To do: Please rewrite the records below as a two-column CSV with the headers "prompt" and "response", one row for each record. Put each record's text and its answer in their own quoted fields, replace line breaks with spaces, and omit the pictures.

Point labeling data from photos:
start
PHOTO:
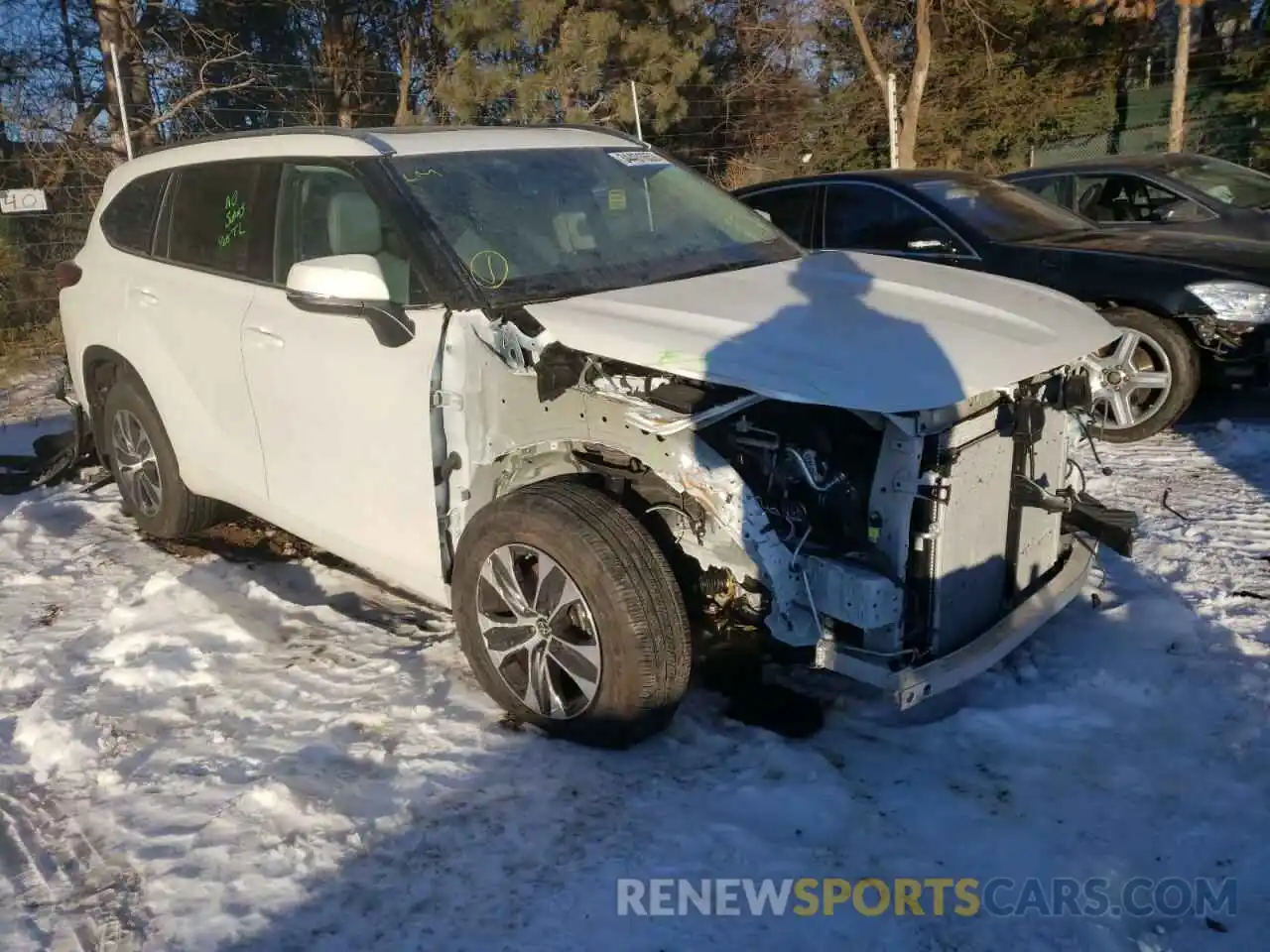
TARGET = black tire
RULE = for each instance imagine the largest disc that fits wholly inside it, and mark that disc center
(181, 513)
(642, 626)
(1184, 362)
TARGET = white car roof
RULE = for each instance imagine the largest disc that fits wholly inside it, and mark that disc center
(327, 141)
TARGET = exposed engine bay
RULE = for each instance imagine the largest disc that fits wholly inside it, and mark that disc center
(881, 540)
(811, 467)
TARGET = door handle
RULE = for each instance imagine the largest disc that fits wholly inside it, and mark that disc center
(264, 336)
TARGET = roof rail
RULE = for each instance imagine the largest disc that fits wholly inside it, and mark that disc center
(373, 136)
(363, 135)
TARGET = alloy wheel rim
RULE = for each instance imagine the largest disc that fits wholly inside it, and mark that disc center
(538, 631)
(136, 462)
(1132, 382)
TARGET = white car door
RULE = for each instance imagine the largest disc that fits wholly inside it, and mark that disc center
(344, 420)
(186, 306)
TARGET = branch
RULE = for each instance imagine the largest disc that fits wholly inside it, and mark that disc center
(857, 26)
(189, 100)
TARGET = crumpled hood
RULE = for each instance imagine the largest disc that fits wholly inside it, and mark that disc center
(843, 329)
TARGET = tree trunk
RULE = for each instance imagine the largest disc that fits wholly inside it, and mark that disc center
(1182, 66)
(910, 113)
(109, 28)
(907, 146)
(407, 48)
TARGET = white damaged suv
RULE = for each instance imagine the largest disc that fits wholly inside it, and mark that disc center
(615, 419)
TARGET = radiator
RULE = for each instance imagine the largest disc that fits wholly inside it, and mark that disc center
(976, 565)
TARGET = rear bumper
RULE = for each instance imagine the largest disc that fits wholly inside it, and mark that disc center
(911, 685)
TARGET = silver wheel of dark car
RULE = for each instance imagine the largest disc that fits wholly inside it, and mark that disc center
(137, 465)
(1144, 380)
(1132, 384)
(539, 631)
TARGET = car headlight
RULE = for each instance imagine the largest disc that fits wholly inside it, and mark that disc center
(1234, 299)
end
Worked answer:
prompt,response
"PHOTO: TARGET = black tire RULE = for each instance imagine the largest disc that fits wholly inside it, and mark that disc center","(181, 513) (642, 626) (1184, 362)"
"TARGET = white car roof RULE = for each instance imagine the largest disc that fits wholly inside it, and mark that disc center","(327, 141)"
"TARGET = exposed engine bay RULE = for each instance imagine the largest disc that fits wholly inside it, and mark that disc center","(881, 540) (811, 467)"
"TARGET = door handle RULE = for each instance imagine the largest disc that fits wholly inside it, and mark that disc center","(264, 336)"
"TARGET = roof rail RULE = for each instance imagine the largest disc that fits wholly inside it, and mark that disc center","(373, 136) (363, 135)"
"TARGET = alloy wheel rim RULE = for each instance imagine the largest disc that fits wholly inside it, and mark that disc center","(538, 631) (136, 462) (1132, 382)"
"TARGET = white car door RULE = for each instance imagine the largest disc that fits wholly inside it, and mark that disc center","(344, 420) (186, 306)"
"TARGET = branch RULE = for each instance imagine the largest disc that fits wholly inside it, and mark that disc center","(857, 26) (189, 100)"
"TARGET = crumpled hood RULE = for each instance imagine the largest disc that fits wholly inside it, and mark that disc center","(843, 329)"
"TARGET = tree trunk RULE = for each instance imagine the largest disc that fits wholly inside it, and mark that disc center","(1182, 66) (910, 113) (109, 28) (907, 146) (407, 48)"
"TARGET = white damaged suv RULE = for each instance imagine the largest disc that fits wholly inside it, and mark that disc center","(615, 419)"
"TARGET = radiator RULE = for each instance imagine the largest disc that fits wholly inside it, and mark that disc center","(976, 565)"
"TARGET = rear bumper RULE = for each instance imagine the largest disc that fits wholly inside it, and mark that disc center","(911, 685)"
"TARGET = silver wheel of dark car RULE = for each instance imagine the largest disc that fits wholly inside it, and mark that disc center","(137, 465) (1144, 380) (1132, 384) (539, 631)"
"TARGET = car headlight RULE = for each instance imagine the largest disc that fits wholly inside it, and mark that disc center","(1234, 299)"